_Yapılacak iş_:
Tesettür emrini konu alan metindeki “Emir, yetki sahibinin kesin olarak bir işin yapılmasını istemesidir.” cümlesini İngilizceye çevirin.

İçeriğe geç
Anasayfa » TESETTÜR EMRİ NE İFADE EDER?

TESETTÜR EMRİ NE İFADE EDER?

  1. Konu:

Dinî hassasiyetin zayıflaması, hanımların çalışma hayatına daha fazla katılması, bazı alanlarda başörtüsü yüzünden sıkıntılar çekilmesi gibi sebeplerden dolayı Müslümanların genelde tesettür özelde başörtüsü anlayışında ciddi gevşemeler ve aşınmalar yaşanmaktadır. “Örtünme bir emir değil bir tavsiyedir.” veya “Teferruattır.” veya “Dinî olmaktan çok ahlakîdir.” gibi fetva ve yorumlar da bu aşınmayı hızlandırmaktadır. Biz burada –bilebildiğimiz ölçüde- başörtüsünün dinimizin bir emri olduğunu ve bu emrin vücûb ifade ettiğini arz etmeye çalışacağız.

2- Emir Nedir?

Emir, yetki sahibinin kesin olarak bir işin yapılmasını istemesidir. Yetki sahibi bu iradesini ya emir sîğasıyla veya muhatabın emrin kesinliğini anlayacağı başka bir üslupla bildirir. Emrin kesinlik ifade etmesi esastır. Başka türlü bir algılama hayatın düzenini bozar. Onun için emreden isteğinin mutlaka yerine getirileceğini düşünerek emrederken emri alan da mutlaka bu isteği yerine getirmesi gerektiğini bilir.

Böyle bir talebin fıkıh usûlündeki adı mutlak emirdir. Mutlak emir vücûb/farziyet ifade eder. Ancak Şâri’in kesinlik murâd etmediğine dair bir karîne bulunursa o takdirde emrin ibâha, irşad, tehdit gibi başka manalar ifade ettiği düşünülür.

_Veri içeriği_:
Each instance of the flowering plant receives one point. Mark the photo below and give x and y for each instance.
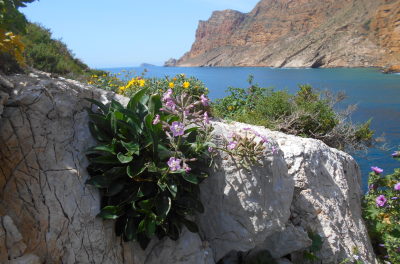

_Görev yanıtı_:
A command is a person in authority definitively requiring that something be done.